#### SOURCE DOCUMENT
________________
# Polyurethane air bubbles



## lhaas05 (Jul 10, 2011)

I am refinishing the top of my cherry dresser. I have done other projects and this is the first time I am having problems with air bubbles (and I mean a lot of bubbles!). In the past I had problems with brush strokes, but have learned to apply more polyurethane to eliminate that problem. I have an expensive china brush and have a good quality of polyurethane (Old Masters). I am going over the poly with a very light stroke, but bubbles do not go away. I sanded after the first coat to get rid of air bubbles, but on second coat I have even more! What to do?


----------



## jlord (Nov 16, 2009)

There is no direct sunlight on your project is there?


----------



## del schisler (Feb 2, 2006)

lhaas05 said:


> I am refinishing the top of my cherry dresser. I have done other projects and this is the first time I am having problems with air bubbles (and I mean a lot of bubbles!). In the past I had problems with brush strokes, but have learned to apply more polyurethane to eliminate that problem. I have an expensive china brush and have a good quality of polyurethane (Old Masters). I am going over the poly with a very light stroke, but bubbles do not go away. I sanded after the first coat to get rid of air bubbles, but on second coat I have even more! What to do?


Did you get all of the old finish off?? Down to the bare wood. If not that would be your answare. The dreaser was nost likely sprayes with lacquer? Sound like you are going to have to remove all the finish you have put on already and get it down to the bare wood. Check back


----------



## bobj3 (Jan 17, 2006)
________________
#### RECORDED INFORMATION
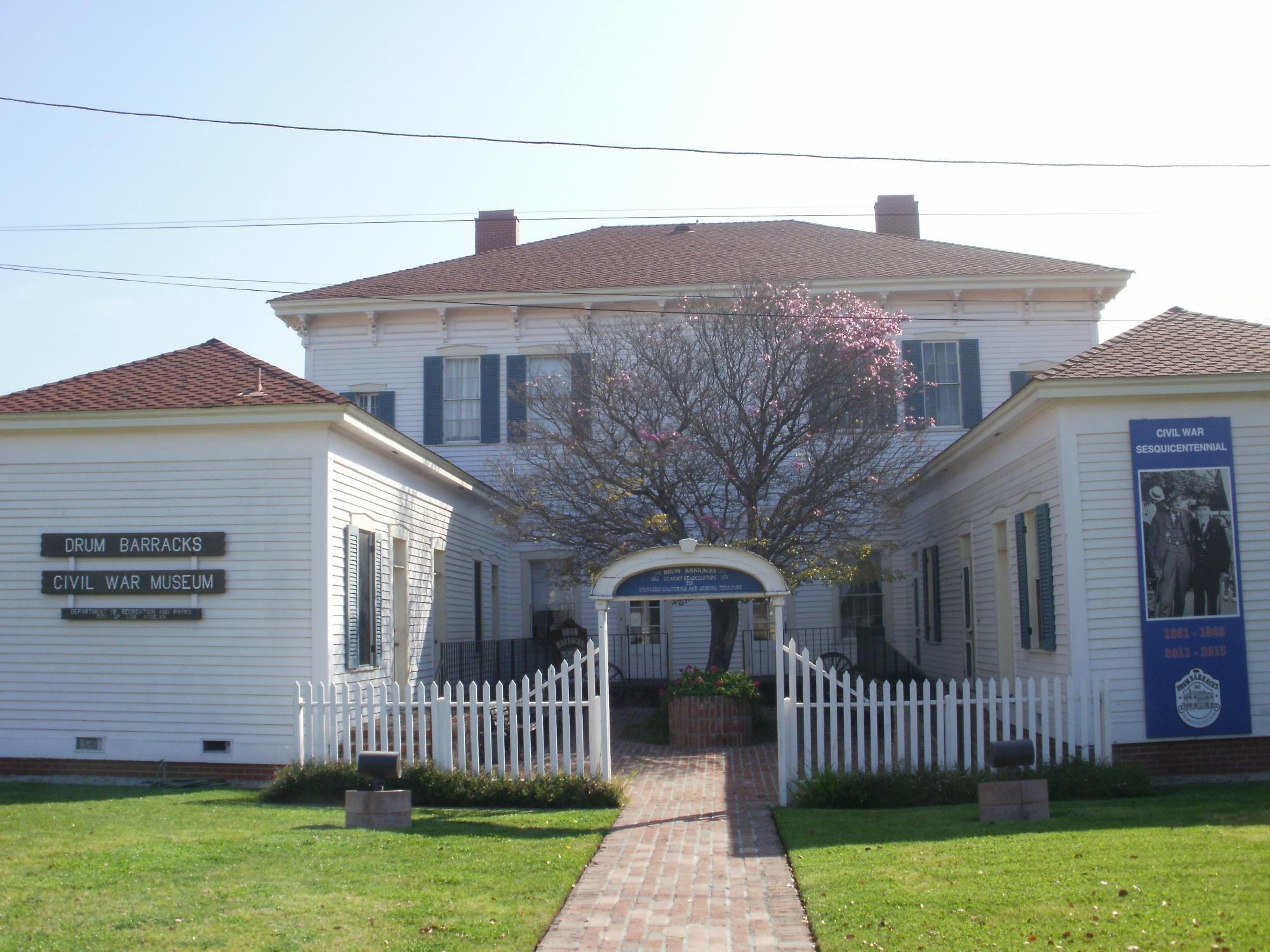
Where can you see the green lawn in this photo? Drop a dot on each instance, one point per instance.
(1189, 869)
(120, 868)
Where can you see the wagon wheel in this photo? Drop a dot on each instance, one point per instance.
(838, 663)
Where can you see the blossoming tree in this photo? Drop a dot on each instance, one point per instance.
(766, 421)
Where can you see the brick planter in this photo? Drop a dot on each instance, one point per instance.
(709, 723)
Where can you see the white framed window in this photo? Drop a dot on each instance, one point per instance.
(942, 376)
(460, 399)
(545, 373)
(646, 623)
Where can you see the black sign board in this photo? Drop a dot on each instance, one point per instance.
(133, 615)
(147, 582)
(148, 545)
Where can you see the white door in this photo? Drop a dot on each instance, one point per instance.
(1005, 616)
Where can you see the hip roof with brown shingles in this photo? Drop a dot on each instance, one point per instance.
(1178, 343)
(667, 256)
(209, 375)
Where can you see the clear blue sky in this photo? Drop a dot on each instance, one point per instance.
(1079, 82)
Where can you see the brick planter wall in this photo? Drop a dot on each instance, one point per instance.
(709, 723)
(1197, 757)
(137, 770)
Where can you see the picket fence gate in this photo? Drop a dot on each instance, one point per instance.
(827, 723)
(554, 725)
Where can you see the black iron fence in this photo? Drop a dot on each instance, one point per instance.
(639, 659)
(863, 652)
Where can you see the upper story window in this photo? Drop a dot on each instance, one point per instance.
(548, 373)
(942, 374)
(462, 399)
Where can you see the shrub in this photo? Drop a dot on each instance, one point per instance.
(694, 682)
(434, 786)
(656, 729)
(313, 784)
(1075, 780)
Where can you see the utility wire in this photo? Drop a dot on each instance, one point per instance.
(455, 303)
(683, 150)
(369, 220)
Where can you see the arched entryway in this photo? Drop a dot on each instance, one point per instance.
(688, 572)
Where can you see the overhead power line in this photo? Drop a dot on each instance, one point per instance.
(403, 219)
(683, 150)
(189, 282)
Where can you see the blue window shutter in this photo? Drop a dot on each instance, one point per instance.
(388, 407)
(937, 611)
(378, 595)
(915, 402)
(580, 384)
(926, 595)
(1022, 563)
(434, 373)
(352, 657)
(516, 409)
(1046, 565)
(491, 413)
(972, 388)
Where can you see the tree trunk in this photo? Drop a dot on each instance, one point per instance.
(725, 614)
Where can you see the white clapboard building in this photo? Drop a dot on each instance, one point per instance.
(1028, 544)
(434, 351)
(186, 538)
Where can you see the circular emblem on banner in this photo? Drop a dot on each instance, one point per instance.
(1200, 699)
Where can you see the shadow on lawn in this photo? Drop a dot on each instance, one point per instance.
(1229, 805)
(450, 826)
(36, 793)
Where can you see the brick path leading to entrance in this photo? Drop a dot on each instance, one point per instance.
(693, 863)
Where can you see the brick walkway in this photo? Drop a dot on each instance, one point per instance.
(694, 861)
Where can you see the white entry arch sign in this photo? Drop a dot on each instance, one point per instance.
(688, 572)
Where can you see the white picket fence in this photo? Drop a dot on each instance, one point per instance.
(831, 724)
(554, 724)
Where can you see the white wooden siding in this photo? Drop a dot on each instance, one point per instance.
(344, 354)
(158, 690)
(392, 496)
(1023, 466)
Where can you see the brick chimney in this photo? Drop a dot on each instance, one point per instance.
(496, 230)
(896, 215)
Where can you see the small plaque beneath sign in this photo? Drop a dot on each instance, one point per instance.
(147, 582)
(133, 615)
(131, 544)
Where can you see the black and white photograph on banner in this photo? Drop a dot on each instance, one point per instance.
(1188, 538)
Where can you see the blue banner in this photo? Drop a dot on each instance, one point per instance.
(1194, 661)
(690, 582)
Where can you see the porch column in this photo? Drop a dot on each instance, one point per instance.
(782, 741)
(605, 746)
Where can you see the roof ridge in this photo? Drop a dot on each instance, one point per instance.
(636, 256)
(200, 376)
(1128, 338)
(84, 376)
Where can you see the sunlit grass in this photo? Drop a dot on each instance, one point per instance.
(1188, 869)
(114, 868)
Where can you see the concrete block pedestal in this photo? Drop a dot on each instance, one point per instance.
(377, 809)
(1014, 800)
________________
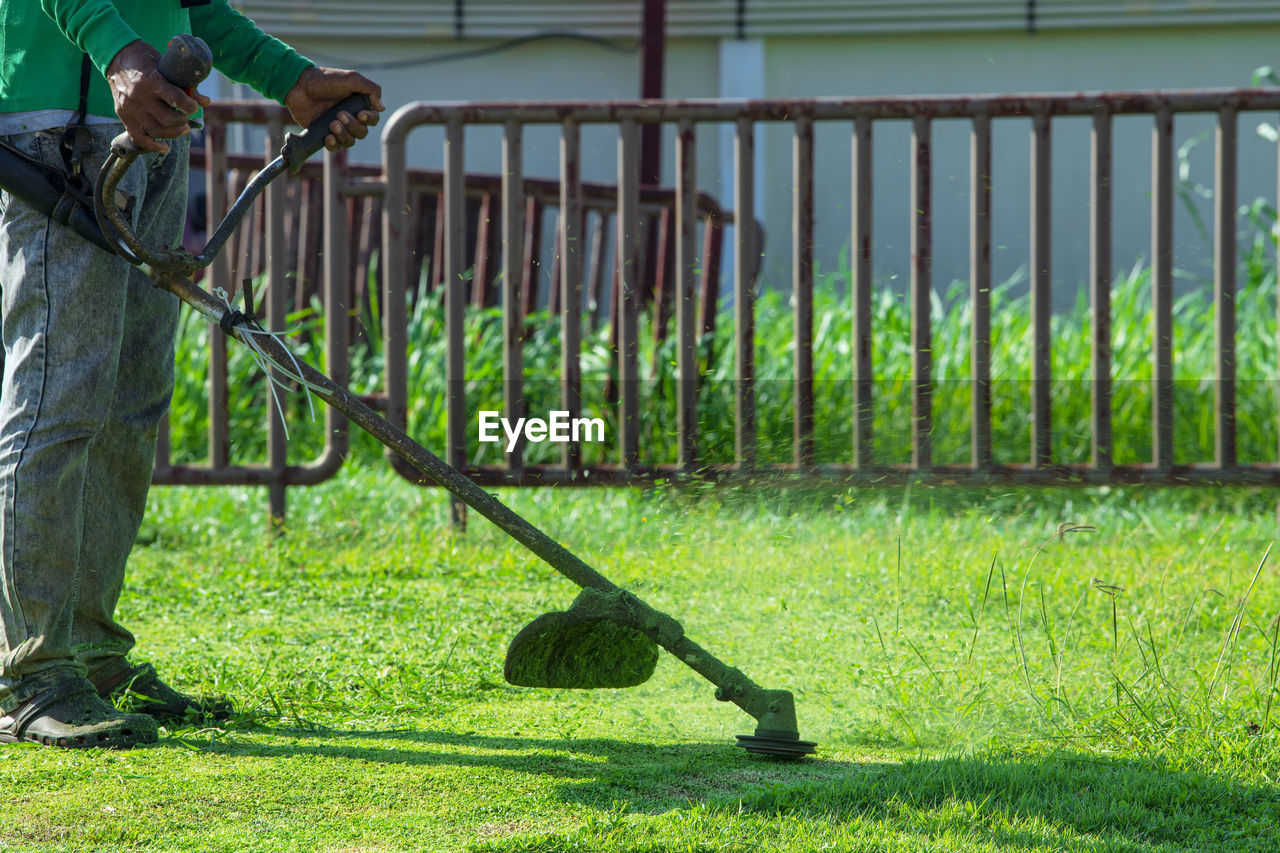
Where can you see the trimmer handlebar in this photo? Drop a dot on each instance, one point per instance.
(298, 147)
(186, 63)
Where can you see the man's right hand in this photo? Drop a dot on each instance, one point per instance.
________________
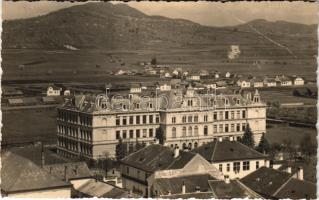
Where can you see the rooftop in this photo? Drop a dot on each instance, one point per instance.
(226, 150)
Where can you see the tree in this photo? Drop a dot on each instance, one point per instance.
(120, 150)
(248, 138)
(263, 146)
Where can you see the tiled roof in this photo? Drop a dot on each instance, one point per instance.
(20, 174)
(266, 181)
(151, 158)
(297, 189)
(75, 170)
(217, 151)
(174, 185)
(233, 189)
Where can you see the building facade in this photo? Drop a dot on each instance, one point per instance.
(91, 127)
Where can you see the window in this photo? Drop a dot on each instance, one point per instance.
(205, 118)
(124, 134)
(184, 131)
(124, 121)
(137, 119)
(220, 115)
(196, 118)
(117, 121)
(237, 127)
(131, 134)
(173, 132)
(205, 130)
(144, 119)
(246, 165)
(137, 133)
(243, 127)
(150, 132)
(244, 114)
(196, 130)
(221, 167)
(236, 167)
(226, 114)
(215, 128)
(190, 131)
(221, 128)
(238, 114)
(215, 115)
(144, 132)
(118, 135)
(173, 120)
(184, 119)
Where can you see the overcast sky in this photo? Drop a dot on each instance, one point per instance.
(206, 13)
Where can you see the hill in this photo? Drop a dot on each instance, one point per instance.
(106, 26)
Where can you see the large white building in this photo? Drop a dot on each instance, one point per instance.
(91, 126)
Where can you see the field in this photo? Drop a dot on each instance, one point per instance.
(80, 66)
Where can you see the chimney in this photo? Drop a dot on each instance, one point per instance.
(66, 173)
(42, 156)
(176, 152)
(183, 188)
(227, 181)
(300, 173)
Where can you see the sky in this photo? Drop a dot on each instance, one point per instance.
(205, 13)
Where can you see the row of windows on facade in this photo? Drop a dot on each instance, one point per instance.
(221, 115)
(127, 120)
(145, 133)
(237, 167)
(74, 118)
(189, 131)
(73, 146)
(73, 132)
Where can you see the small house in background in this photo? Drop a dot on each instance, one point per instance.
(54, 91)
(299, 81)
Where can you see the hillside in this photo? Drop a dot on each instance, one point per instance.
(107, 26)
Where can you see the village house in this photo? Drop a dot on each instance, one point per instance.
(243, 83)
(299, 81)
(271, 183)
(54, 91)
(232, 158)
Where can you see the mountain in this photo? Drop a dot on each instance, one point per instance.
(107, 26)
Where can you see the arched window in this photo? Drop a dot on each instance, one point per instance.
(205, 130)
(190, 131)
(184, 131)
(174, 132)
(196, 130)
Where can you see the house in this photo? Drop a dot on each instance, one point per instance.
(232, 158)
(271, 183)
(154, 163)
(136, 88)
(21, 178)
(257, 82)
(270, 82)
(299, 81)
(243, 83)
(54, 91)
________________
#### SET TASKS
A) In the polyurethane thread:
(i) What brand of polyurethane is being used on the cherry dresser?
(ii) What kind of brush is being used to apply it?
(iii) What does jlord ask about the project?
B) Copy the part of the polyurethane thread starting with "## lhaas05 (Jul" and going on through "project is there?".

#### OUTPUTS
A)
(i) Old Masters.
(ii) An expensive china brush.
(iii) Whether there is direct sunlight on it.

B)
## lhaas05 (Jul 10, 2011)

I am refinishing the top of my cherry dresser. I have done other projects and this is the first time I am having problems with air bubbles (and I mean a lot of bubbles!). In the past I had problems with brush strokes, but have learned to apply more polyurethane to eliminate that problem. I have an expensive china brush and have a good quality of polyurethane (Old Masters). I am going over the poly with a very light stroke, but bubbles do not go away. I sanded after the first coat to get rid of air bubbles, but on second coat I have even more! What to do?


----------



## jlord (Nov 16, 2009)

There is no direct sunlight on your project is there?